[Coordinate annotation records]
....

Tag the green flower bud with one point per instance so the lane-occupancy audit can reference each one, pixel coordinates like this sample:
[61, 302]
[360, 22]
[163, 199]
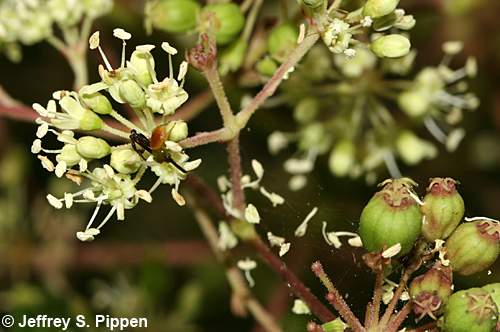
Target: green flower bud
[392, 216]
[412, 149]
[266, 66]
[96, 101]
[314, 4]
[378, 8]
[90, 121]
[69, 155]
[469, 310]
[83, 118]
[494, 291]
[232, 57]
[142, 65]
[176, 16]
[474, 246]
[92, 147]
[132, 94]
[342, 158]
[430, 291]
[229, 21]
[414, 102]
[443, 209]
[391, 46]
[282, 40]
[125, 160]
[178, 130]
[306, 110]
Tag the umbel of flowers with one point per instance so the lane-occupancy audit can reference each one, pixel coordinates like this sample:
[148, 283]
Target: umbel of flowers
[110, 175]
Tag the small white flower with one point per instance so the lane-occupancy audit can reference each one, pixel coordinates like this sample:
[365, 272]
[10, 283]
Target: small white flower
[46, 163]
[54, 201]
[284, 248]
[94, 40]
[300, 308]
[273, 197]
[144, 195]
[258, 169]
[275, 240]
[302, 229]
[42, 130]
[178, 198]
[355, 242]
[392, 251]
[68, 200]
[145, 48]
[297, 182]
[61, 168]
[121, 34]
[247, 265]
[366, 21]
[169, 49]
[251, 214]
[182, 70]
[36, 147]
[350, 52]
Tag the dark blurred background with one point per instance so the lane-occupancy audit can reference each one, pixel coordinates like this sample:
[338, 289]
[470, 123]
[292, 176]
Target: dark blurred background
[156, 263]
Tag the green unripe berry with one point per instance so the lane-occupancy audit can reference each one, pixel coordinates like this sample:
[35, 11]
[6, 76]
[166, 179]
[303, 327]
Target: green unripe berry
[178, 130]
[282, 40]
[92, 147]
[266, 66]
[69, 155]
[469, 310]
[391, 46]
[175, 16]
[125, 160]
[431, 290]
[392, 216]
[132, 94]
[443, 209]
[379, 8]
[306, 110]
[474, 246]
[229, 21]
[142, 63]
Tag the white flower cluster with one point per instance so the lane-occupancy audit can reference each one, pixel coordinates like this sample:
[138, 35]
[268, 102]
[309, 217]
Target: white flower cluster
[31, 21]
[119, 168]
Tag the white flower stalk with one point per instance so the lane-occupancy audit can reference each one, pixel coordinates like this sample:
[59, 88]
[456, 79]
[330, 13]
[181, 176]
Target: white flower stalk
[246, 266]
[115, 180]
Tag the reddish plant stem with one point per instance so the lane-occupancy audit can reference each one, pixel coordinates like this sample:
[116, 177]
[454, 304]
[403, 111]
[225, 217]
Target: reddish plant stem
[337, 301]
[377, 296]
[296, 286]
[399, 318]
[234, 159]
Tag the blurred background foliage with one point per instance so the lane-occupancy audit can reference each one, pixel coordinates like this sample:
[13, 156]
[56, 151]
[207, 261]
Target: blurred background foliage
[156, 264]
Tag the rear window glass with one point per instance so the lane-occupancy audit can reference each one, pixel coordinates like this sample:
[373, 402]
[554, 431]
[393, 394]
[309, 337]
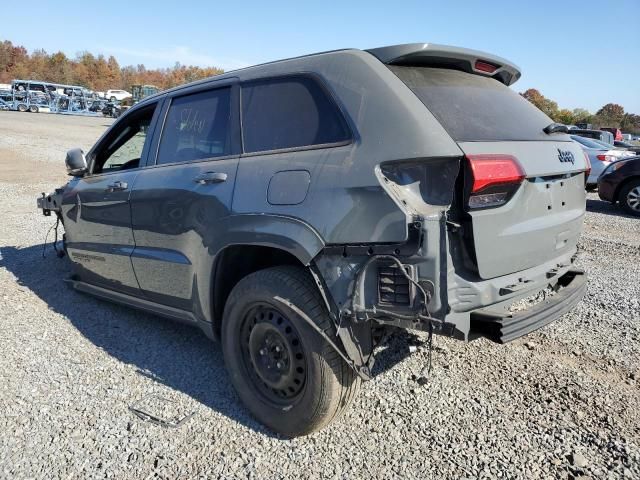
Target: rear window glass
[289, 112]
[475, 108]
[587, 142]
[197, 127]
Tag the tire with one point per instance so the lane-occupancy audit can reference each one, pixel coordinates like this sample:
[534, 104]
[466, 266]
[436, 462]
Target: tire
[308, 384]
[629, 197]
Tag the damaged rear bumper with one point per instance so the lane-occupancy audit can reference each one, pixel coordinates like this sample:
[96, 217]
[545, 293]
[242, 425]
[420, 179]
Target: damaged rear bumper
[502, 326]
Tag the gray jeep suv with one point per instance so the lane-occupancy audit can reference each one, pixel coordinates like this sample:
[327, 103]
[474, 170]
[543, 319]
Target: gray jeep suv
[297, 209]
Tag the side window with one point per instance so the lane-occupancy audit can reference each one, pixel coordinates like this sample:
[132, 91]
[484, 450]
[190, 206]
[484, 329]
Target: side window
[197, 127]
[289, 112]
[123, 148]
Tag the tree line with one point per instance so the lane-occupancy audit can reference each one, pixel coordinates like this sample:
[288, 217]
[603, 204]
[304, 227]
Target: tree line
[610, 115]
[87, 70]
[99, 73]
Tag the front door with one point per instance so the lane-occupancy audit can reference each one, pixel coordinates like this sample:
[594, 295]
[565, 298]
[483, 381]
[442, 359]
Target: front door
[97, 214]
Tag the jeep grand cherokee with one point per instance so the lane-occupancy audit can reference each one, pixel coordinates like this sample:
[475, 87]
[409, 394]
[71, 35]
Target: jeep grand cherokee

....

## What is asked
Take the line that contains "Tag the side" and each line after it down to the last of the records, and retype them exactly; add nothing else.

## Full output
Tag the side window with one point per instance so the lane-occupancy audit can reference each one, pixel coordinates like this sample:
[132, 91]
[484, 450]
[190, 206]
[484, 329]
Target: side window
[197, 127]
[289, 112]
[123, 148]
Tag the tree line with one point per instance so the lane-occupancy audit can reference each one, pixel coordinates like this sample:
[288, 217]
[603, 204]
[304, 227]
Target: tree line
[610, 115]
[87, 70]
[99, 73]
Tag the front door with one point per instance so the lane-occupancy audit can reference each one, pixel coordinates like this sample:
[594, 295]
[565, 298]
[483, 381]
[442, 359]
Target: front door
[97, 214]
Tag the jeep grand cherokee with one point per instance so the lane-occupancy audit can reference each one, pixel coordinates like this sample:
[475, 87]
[409, 394]
[71, 35]
Target: jeep grand cherokee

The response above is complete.